Point localization data:
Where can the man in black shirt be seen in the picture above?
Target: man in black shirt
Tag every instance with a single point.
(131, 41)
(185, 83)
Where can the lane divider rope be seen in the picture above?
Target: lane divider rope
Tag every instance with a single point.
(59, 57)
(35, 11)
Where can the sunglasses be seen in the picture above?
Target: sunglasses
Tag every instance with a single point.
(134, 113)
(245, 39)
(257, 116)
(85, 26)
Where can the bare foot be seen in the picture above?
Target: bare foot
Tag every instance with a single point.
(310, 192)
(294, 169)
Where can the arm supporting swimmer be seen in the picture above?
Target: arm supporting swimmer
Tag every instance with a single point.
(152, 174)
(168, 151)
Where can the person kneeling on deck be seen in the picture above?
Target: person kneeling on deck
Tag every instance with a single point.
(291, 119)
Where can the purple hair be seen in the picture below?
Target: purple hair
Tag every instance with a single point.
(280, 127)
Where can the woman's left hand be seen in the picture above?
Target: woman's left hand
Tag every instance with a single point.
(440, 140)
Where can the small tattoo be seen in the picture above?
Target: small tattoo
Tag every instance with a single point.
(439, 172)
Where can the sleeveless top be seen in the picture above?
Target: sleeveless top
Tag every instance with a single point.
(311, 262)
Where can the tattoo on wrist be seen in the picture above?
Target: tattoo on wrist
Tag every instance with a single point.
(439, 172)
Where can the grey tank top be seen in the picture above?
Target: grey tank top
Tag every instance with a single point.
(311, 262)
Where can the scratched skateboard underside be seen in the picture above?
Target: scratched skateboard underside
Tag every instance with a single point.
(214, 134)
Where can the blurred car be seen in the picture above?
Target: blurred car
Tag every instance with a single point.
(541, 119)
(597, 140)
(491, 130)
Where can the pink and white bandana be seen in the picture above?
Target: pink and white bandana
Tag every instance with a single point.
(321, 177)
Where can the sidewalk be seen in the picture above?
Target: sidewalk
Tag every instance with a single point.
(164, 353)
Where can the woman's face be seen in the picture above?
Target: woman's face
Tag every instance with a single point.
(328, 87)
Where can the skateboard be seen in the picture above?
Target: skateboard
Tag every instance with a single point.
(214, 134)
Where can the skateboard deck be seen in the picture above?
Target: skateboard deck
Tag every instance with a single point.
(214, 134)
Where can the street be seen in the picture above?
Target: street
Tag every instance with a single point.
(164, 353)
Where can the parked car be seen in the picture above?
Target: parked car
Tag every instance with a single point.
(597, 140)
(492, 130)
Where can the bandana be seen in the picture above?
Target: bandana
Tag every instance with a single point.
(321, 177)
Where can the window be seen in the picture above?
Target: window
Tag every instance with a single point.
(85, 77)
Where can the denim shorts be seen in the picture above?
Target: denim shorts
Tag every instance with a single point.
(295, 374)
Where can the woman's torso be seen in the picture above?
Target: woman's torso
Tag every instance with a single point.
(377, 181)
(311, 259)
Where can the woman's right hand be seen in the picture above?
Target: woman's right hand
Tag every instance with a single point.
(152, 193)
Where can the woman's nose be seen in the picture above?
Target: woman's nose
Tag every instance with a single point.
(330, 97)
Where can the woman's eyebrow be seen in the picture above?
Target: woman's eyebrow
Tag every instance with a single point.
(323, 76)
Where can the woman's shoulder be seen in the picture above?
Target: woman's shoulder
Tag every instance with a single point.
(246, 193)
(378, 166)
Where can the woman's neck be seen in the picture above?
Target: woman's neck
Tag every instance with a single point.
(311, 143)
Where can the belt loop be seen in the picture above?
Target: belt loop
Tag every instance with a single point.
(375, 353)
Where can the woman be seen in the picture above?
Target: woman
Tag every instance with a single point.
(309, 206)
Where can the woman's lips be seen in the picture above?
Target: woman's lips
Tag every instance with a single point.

◆ Task statement:
Work through the records above line by line and count those that hold the string "hand". Give only the result.

◆ Solution:
4